Consigne: Mettez en liste numérotée les lignes des entrées, en partant de celle qui contient "the man's neck." et en allant jusqu'à la fin des entrées, sans les lignes vides.
======== Informations extraites
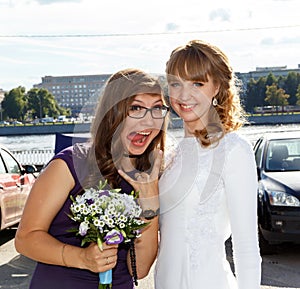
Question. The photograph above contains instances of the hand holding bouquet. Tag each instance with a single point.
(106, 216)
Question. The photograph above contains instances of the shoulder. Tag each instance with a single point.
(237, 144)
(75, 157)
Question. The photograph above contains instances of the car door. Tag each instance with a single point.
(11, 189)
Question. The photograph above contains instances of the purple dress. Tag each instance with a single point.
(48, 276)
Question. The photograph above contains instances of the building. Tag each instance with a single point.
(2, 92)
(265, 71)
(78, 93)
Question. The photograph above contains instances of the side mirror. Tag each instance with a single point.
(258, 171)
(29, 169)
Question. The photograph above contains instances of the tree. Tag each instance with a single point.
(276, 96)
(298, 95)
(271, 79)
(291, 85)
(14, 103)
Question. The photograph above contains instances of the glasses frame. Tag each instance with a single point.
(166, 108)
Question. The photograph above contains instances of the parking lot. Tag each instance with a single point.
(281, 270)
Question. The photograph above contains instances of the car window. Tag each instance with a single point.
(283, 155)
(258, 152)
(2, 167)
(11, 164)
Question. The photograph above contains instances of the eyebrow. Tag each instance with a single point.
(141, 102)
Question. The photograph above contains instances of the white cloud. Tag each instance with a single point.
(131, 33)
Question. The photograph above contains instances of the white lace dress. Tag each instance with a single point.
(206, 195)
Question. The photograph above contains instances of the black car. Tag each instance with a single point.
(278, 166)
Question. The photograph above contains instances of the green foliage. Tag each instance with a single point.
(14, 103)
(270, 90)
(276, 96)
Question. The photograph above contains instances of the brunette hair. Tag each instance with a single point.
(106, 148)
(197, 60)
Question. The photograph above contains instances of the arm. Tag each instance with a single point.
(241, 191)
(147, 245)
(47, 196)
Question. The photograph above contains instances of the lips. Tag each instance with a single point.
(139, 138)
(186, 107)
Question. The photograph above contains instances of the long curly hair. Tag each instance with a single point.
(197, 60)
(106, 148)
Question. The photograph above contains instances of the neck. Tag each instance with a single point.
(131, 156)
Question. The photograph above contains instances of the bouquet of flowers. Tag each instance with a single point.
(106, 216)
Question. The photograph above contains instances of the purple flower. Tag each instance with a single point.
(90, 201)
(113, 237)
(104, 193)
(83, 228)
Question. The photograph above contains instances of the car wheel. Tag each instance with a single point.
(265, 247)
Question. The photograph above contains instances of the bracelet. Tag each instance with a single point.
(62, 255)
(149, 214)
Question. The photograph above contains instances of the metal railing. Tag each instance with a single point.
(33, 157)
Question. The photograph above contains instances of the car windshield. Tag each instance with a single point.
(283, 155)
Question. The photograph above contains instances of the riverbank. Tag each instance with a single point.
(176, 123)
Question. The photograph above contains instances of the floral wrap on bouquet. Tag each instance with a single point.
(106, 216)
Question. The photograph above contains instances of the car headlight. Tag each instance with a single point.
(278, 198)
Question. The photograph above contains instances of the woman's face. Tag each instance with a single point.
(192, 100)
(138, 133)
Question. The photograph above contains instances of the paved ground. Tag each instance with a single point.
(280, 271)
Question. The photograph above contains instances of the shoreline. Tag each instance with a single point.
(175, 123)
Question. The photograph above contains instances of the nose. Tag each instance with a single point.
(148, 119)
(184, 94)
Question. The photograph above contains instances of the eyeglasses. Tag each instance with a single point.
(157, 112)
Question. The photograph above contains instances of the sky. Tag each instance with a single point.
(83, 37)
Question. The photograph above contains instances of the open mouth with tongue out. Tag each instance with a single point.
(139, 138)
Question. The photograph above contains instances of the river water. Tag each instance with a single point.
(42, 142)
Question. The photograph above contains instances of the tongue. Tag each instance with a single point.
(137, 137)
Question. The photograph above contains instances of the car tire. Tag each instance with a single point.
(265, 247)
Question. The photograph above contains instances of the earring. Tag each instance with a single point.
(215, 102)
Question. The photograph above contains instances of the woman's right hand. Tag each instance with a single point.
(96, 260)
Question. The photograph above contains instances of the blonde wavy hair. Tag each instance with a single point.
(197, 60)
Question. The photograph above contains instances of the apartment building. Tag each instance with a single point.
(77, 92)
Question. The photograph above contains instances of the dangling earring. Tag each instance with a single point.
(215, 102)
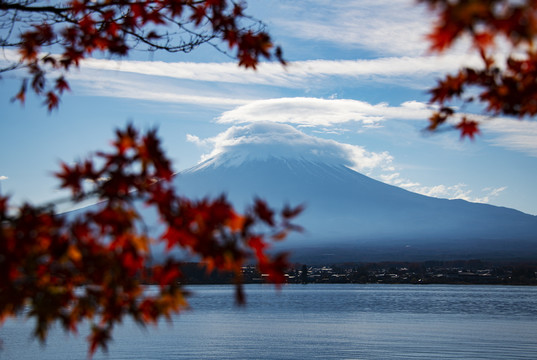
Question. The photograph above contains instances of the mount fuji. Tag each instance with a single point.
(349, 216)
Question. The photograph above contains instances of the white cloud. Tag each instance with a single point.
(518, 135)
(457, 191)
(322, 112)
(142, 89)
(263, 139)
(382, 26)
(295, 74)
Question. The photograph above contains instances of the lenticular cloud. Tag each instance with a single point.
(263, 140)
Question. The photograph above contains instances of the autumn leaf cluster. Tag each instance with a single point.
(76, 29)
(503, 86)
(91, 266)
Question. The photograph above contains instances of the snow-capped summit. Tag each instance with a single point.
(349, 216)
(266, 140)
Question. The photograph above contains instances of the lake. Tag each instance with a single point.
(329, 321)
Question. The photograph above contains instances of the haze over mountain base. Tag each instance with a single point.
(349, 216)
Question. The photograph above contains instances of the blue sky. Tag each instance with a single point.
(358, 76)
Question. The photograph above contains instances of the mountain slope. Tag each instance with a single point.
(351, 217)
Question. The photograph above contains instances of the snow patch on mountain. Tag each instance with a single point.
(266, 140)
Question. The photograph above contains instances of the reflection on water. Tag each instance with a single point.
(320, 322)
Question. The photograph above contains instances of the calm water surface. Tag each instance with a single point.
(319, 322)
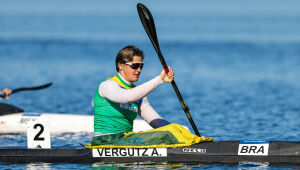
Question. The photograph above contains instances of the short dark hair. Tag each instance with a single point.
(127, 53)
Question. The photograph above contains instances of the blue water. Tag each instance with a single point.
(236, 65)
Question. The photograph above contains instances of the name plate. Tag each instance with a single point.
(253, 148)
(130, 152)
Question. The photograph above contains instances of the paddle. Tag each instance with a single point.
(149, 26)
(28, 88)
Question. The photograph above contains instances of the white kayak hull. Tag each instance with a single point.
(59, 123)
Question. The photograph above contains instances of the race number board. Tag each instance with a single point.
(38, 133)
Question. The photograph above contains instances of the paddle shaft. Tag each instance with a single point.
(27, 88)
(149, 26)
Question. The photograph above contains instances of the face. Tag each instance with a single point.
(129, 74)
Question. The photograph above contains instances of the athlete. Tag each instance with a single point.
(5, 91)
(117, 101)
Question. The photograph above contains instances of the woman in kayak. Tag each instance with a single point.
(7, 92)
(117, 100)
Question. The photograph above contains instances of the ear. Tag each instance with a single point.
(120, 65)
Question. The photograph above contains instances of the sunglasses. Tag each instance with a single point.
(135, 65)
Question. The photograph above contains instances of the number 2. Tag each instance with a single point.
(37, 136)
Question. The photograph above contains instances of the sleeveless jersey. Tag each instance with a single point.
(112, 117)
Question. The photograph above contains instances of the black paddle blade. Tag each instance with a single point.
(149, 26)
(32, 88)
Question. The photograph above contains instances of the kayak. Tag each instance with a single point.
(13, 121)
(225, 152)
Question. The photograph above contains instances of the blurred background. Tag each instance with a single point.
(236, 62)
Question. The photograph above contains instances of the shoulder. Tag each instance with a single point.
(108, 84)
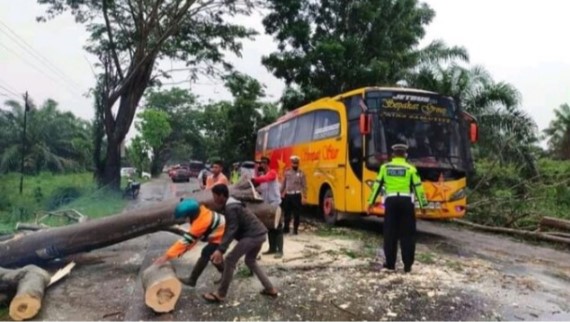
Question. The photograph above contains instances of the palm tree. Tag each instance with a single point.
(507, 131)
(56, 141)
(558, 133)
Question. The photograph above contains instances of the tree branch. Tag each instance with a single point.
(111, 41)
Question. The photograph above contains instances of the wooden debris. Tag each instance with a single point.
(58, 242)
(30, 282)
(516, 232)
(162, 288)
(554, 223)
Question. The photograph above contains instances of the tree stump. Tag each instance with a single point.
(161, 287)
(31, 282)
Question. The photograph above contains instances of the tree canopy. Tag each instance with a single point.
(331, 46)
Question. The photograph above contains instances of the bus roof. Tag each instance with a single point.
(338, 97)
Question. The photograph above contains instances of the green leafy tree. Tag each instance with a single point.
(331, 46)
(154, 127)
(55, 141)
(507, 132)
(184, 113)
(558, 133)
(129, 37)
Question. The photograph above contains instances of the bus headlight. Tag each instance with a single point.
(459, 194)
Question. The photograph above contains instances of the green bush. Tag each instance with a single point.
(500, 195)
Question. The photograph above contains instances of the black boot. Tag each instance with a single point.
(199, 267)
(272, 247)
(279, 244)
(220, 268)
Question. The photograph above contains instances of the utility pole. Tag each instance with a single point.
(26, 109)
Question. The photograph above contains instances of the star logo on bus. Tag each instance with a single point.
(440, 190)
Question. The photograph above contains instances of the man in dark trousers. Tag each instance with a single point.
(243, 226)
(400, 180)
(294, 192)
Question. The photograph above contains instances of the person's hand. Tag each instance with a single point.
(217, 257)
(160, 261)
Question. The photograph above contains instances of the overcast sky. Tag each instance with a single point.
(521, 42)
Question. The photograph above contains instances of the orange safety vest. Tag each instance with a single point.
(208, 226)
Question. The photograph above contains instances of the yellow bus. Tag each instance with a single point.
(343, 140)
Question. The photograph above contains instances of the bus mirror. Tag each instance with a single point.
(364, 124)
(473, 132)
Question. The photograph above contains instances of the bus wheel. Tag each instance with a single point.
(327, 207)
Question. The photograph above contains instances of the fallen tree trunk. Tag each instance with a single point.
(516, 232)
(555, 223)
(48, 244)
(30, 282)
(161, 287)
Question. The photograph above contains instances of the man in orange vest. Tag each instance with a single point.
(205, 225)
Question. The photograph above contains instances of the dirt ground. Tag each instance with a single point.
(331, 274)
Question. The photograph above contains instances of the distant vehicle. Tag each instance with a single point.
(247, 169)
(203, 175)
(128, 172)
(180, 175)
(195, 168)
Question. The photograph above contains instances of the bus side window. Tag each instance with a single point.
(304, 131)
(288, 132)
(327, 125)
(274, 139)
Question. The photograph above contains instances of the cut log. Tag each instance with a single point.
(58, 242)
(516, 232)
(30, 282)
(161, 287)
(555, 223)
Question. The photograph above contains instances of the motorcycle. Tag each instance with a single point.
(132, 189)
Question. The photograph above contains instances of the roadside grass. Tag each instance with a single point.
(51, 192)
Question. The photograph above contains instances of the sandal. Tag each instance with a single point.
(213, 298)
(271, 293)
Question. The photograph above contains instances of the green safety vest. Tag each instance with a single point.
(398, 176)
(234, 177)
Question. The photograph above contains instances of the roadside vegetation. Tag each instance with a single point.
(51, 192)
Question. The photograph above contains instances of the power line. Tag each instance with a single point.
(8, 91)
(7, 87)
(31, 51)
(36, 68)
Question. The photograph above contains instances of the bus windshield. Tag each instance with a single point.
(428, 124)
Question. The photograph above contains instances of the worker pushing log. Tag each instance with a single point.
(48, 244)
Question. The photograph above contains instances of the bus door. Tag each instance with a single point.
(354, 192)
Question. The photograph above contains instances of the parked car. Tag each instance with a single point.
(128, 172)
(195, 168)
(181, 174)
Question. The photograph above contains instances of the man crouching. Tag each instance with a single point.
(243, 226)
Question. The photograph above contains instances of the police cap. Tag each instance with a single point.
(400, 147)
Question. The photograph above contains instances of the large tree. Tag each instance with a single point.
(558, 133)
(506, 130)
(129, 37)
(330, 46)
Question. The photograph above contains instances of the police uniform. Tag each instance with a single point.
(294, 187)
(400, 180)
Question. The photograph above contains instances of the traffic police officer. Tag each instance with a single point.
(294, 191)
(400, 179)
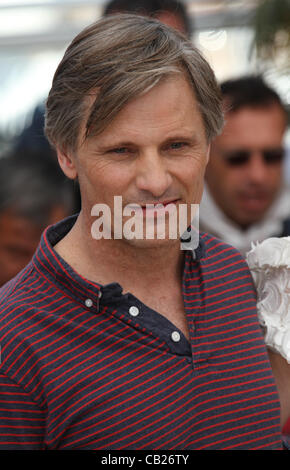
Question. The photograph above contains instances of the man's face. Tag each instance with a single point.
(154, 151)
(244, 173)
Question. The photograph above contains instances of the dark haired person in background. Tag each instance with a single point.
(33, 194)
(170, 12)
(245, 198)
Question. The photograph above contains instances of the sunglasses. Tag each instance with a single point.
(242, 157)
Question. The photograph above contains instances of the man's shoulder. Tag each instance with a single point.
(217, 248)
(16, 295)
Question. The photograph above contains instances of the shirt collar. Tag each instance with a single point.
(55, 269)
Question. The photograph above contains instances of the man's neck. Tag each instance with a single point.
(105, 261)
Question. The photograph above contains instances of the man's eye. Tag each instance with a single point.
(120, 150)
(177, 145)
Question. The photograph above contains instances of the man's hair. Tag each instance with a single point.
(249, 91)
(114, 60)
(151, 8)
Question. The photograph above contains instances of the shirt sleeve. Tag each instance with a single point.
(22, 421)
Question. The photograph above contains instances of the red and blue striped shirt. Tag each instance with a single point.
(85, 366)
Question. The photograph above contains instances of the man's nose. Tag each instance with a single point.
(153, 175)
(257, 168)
================
Réponse rédigée:
1. Question. The photograph above contains instances of the man's neck. Tag each instance with a single point.
2. (105, 261)
3. Question. The photograph above contains instances of the man's eye. Tag each instance with a single point.
4. (120, 150)
5. (177, 145)
6. Question. The photograph above contains instances of the man's hair. Tag each instance with a single point.
7. (249, 91)
8. (114, 60)
9. (151, 8)
10. Question. The photograph above contains instances of the shirt sleeve. Tag each instance with a single point.
11. (22, 421)
12. Question. The photograph above contains instances of the red and blue striped shirt. Tag each instance with a single point.
13. (85, 366)
14. Question. The photograph above contains instances of the man's nose. Tag each instance with a single point.
15. (153, 175)
16. (257, 168)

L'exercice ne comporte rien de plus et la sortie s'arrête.